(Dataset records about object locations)
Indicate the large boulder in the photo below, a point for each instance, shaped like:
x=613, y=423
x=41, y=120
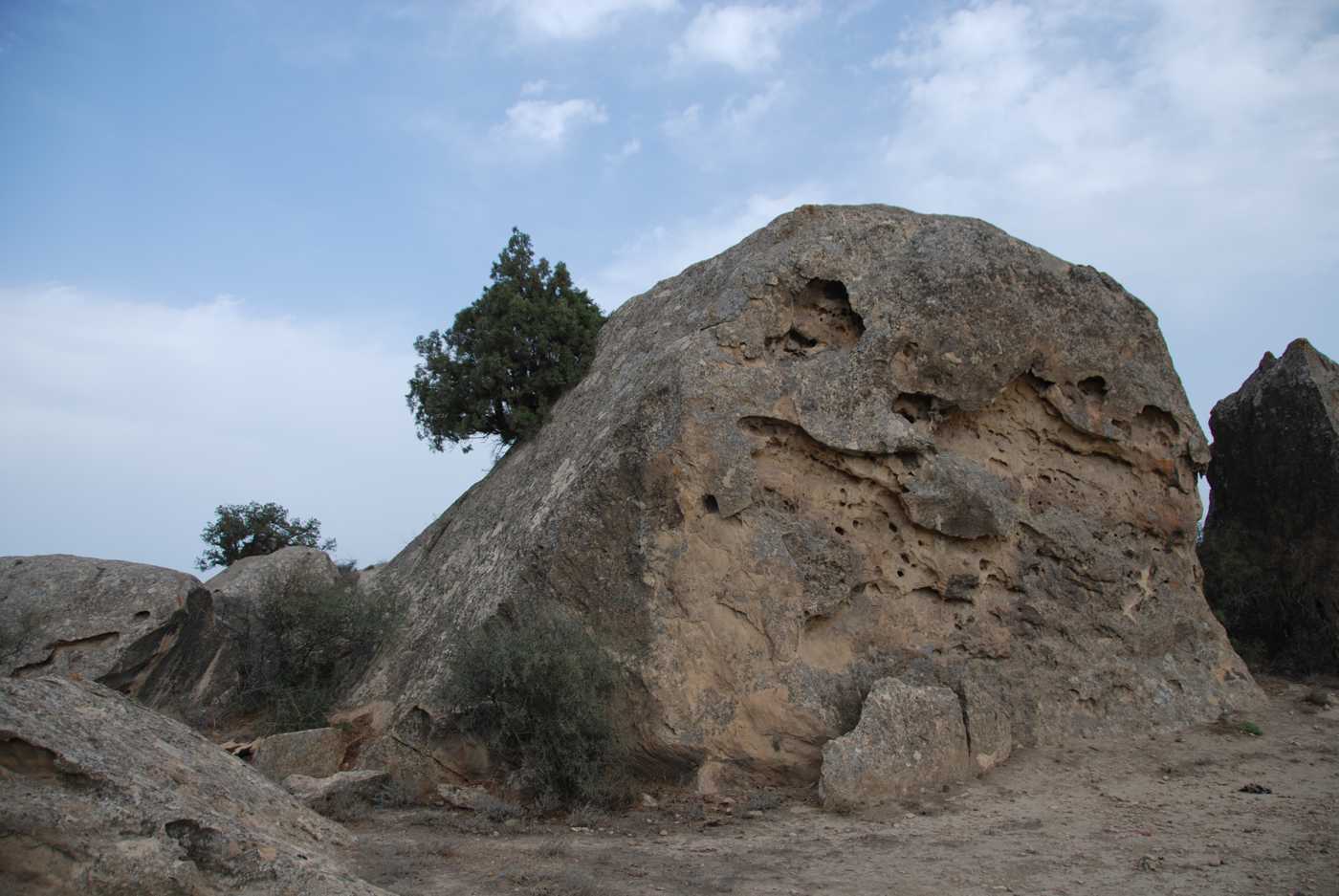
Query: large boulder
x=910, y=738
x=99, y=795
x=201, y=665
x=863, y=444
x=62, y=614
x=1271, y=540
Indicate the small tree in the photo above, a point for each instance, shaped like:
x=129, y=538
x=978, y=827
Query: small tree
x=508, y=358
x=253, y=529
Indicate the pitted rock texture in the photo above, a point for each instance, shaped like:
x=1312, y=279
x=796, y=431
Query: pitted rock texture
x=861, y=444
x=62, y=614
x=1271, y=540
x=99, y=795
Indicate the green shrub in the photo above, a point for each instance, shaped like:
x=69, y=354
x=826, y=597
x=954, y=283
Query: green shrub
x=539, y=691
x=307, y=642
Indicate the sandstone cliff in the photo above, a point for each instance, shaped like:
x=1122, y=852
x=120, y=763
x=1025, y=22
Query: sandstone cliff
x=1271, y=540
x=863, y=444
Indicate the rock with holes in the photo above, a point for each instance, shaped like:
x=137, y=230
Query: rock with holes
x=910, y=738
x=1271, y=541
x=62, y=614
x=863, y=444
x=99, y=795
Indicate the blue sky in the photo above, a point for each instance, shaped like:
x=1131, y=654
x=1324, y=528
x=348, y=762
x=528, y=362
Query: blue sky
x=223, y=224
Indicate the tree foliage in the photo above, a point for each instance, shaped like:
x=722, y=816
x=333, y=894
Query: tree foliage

• SHORT PROBLEM: Omit pictures; set down the rest of the material word for word.

• RESPONSE TO THIS EXERCISE:
Indicate the large boulder in the photo below, a point for each instance, shaped like:
x=613, y=423
x=41, y=120
Query: large boulder
x=910, y=738
x=99, y=795
x=201, y=665
x=863, y=444
x=62, y=614
x=1271, y=540
Indicate the small tree in the photo above, a point for each instance, shaped like:
x=129, y=538
x=978, y=827
Query: small tree
x=508, y=358
x=253, y=529
Indicate the pitted rock texture in the photo above, a point for each instance, shaped like:
x=1312, y=279
x=796, y=431
Query: pitted rock texture
x=861, y=444
x=62, y=614
x=1271, y=540
x=99, y=795
Indicate the green shrub in the photo above, a point for each instance, shaped like:
x=69, y=354
x=826, y=597
x=954, y=283
Query: green shrub
x=539, y=691
x=307, y=642
Indicate the sandstone cliff in the photo above, a point for each instance, shaped like:
x=1122, y=852
x=120, y=763
x=1025, y=22
Query: sandstone cliff
x=1271, y=540
x=863, y=444
Indicate the rock with holes in the photo above, a point for each instance, shaped like:
x=137, y=230
Query: rock with holes
x=910, y=738
x=1271, y=541
x=62, y=614
x=863, y=444
x=99, y=795
Indicate the blue sky in the photo above, a point for each instance, shaped like:
x=1131, y=654
x=1324, y=528
x=348, y=762
x=528, y=362
Query: blue sky
x=223, y=224
Indicate the tree foliage in the photo above, a point for each instance, shaped like:
x=722, y=816
x=333, y=894
Query: tree foliage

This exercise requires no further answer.